■ **Set problem**
Recast everything from the line containing "Your task: given the image above, detect curly" down to the line containing "541,181 -> 563,197" as a Markdown table with the columns Row and Line, numbering each row and omitting any blank lines.

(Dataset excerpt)
========================================
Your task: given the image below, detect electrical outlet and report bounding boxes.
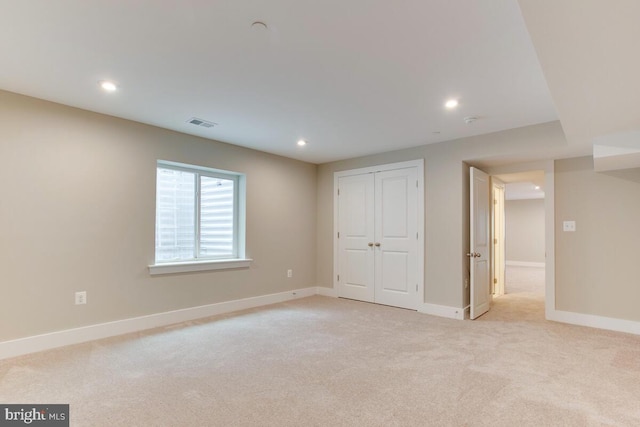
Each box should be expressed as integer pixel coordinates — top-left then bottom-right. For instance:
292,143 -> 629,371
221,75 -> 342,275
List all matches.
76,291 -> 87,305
========================================
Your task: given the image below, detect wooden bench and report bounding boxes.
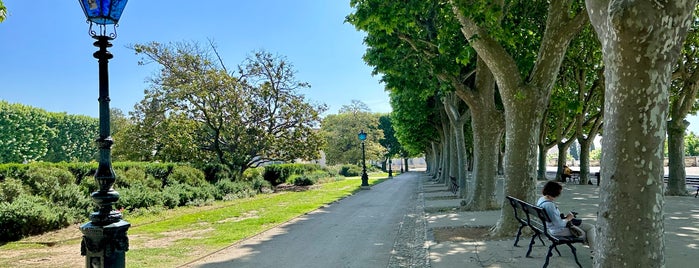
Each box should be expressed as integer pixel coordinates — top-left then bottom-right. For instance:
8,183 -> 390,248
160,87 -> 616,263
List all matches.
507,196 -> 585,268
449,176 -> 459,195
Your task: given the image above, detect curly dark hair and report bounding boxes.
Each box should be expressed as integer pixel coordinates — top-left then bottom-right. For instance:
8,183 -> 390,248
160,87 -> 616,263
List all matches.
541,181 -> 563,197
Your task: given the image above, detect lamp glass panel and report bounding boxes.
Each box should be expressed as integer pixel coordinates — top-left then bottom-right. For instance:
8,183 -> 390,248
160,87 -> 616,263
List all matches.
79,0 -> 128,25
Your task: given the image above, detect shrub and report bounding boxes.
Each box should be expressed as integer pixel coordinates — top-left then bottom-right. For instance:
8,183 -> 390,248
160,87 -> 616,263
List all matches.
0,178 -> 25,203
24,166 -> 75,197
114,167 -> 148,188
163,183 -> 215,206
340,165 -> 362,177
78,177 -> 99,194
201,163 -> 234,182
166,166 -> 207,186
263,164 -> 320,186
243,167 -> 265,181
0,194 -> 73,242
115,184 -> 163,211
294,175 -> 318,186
========================================
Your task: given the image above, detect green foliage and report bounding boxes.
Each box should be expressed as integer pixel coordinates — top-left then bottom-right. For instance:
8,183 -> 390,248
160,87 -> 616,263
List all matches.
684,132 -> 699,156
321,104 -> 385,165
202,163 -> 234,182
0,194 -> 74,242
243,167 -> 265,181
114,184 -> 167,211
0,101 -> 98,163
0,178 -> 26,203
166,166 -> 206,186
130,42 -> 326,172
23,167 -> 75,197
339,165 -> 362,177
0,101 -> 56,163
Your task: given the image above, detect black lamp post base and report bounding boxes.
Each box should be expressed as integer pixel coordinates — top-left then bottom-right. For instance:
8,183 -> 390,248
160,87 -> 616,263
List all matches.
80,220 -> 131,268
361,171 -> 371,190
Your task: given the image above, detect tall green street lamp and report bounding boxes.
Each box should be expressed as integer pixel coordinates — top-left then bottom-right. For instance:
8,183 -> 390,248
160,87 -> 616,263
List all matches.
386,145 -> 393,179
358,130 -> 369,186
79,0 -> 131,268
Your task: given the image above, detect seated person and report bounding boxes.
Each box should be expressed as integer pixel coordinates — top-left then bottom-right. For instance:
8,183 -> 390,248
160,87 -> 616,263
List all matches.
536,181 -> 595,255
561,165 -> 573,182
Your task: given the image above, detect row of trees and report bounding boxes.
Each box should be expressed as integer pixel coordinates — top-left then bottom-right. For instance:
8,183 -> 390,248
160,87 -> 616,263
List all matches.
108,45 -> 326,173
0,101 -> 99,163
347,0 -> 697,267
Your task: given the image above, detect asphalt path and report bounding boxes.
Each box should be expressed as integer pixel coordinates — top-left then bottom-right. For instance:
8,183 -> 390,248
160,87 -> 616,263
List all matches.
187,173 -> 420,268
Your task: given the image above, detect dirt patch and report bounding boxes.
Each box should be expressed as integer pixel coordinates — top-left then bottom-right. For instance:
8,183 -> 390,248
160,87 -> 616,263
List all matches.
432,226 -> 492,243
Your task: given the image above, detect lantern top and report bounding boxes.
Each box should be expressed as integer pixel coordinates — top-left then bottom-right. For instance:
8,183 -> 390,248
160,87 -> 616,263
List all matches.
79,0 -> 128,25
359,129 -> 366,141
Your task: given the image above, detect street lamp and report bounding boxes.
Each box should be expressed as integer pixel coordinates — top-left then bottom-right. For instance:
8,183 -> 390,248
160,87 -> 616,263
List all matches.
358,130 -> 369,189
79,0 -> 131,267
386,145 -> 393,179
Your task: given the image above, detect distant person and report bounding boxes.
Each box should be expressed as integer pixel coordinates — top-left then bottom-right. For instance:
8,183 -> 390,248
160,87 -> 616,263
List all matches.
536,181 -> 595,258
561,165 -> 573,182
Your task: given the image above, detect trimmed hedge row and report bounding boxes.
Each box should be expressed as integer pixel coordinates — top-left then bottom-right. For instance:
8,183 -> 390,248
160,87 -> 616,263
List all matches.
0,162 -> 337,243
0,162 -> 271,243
========================================
■ **Complete answer**
| Row | Line |
|---|---|
| 1 | Your task: given the image above, detect curly dark hair and report bounding boxes. |
| 2 | Each box should be expressed as integer pixel coordinates — top-left then bottom-right. For instance: |
| 3 | 8,183 -> 390,248 |
| 4 | 160,87 -> 616,263 |
| 5 | List all matches. |
| 6 | 541,181 -> 563,197 |